■ YOUR OBJECTIVE
Reproduce each of the entries below word for word, with nothing changed or left out.

■ INPUT DATA
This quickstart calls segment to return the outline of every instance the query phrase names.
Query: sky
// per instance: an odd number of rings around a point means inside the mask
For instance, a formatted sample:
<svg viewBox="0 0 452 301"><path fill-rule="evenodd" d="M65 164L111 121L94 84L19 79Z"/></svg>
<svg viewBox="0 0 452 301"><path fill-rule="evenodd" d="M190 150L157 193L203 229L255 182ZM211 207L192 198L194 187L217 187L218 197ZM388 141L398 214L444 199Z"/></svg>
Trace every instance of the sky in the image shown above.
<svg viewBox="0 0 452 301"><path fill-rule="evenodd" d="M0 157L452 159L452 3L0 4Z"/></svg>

■ SOLUTION
This quickstart calls segment to return the outline of every instance the query phrase names.
Query: sky
// per instance: an odd number of rings around a point means inside the mask
For instance, a formatted sample:
<svg viewBox="0 0 452 301"><path fill-rule="evenodd" d="M65 164L111 121L94 84L19 79Z"/></svg>
<svg viewBox="0 0 452 301"><path fill-rule="evenodd" d="M190 150L157 193L203 229L255 182ZM211 207L192 198L194 187L217 187L218 197ZM388 141L398 214L444 199Z"/></svg>
Trace every instance of the sky in the image shown above.
<svg viewBox="0 0 452 301"><path fill-rule="evenodd" d="M0 157L452 159L452 3L0 4Z"/></svg>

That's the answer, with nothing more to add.